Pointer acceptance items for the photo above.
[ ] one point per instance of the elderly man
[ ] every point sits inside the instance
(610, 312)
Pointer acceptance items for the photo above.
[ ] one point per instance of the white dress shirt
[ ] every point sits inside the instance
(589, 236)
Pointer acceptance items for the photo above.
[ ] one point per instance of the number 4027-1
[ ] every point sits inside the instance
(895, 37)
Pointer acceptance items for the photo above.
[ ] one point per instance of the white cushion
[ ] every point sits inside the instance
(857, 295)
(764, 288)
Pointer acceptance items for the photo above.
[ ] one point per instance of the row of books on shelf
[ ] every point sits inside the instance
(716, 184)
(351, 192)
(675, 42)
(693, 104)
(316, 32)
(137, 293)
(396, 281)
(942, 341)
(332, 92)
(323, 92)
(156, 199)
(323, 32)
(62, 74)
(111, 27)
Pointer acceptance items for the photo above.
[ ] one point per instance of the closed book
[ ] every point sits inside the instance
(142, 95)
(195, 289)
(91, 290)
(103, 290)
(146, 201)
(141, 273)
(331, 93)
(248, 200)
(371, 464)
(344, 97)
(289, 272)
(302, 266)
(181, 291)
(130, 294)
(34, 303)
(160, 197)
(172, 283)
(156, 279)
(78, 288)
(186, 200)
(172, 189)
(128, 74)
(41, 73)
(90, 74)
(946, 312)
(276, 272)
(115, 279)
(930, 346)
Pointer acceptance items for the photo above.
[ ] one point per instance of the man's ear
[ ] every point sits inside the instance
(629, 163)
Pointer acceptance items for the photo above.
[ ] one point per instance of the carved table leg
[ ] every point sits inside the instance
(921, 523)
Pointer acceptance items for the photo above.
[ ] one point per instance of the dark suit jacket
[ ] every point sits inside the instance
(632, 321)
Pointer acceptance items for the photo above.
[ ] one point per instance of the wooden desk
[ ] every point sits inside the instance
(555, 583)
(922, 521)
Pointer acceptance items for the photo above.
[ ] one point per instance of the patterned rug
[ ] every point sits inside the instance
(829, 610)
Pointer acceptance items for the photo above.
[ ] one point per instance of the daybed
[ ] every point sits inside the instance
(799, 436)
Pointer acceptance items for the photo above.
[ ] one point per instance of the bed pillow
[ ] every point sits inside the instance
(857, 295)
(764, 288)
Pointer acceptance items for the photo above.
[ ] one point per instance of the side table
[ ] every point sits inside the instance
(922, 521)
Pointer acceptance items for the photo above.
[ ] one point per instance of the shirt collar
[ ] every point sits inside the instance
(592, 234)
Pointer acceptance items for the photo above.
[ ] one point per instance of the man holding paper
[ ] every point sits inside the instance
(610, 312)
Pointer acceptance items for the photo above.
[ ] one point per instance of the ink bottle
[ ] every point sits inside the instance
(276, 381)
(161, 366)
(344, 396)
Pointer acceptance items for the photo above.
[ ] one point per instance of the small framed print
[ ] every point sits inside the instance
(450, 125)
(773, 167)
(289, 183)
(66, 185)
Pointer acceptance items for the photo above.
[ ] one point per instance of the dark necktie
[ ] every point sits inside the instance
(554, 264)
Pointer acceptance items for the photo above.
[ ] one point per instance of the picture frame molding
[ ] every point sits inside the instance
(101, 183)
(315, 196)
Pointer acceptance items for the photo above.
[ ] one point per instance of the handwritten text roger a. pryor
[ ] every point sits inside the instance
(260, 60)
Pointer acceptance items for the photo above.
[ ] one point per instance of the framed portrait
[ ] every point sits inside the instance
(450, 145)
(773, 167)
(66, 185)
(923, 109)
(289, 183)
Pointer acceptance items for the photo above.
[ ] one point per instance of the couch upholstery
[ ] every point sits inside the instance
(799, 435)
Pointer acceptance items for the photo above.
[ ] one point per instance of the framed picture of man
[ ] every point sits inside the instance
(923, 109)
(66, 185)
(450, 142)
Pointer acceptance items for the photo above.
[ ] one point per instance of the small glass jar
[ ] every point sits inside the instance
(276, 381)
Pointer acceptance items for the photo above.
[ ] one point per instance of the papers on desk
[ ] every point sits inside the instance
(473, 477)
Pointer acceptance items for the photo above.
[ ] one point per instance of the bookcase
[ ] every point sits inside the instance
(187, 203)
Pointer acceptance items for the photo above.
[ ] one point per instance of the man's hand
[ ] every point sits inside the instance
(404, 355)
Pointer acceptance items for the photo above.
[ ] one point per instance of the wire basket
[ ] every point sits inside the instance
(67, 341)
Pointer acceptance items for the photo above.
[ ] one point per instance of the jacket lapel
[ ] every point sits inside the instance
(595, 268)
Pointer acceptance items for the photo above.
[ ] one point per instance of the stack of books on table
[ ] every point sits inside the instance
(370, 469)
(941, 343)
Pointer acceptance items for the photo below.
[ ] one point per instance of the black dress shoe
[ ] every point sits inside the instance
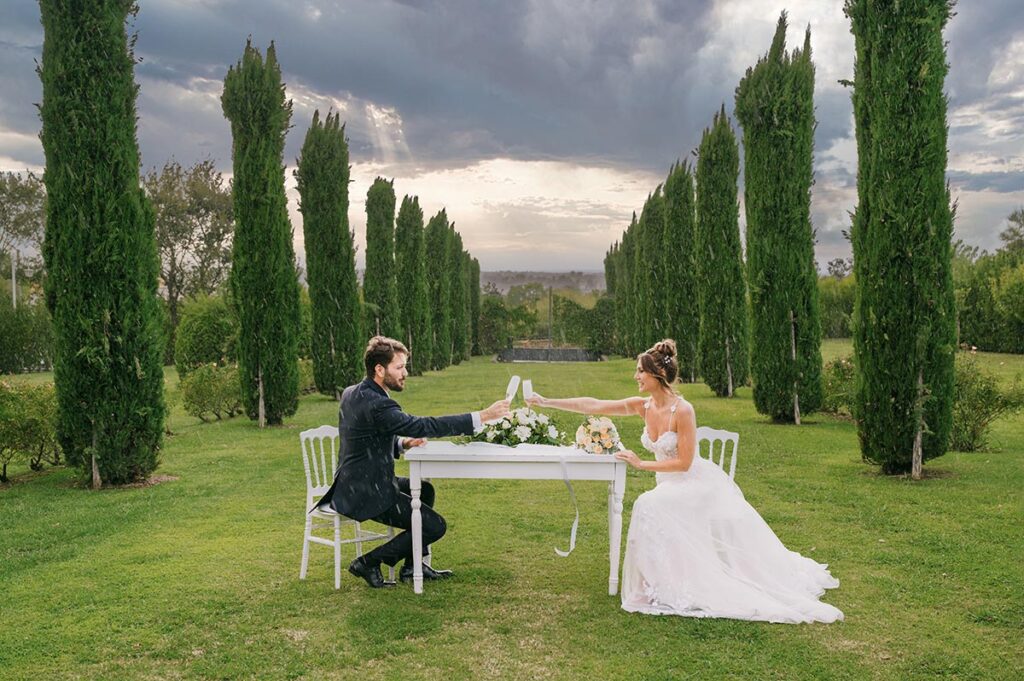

□ □ □

■ **WHAT THE TASK REQUIRES**
Starting with the line that contains "Pointer acceptance items for the photo below." and going on through the end of the rows, write those lines out again with "black dress shoe" replaced by "brown dress shoe" and everything else left as it is. Don't include the pictures in your answer.

■ **SOLUTION TO THIS EXERCISE**
Pointer acceptance items for the photo below.
[ ] one point per instance of the brown dress shoe
[ ] every point sits inside the instance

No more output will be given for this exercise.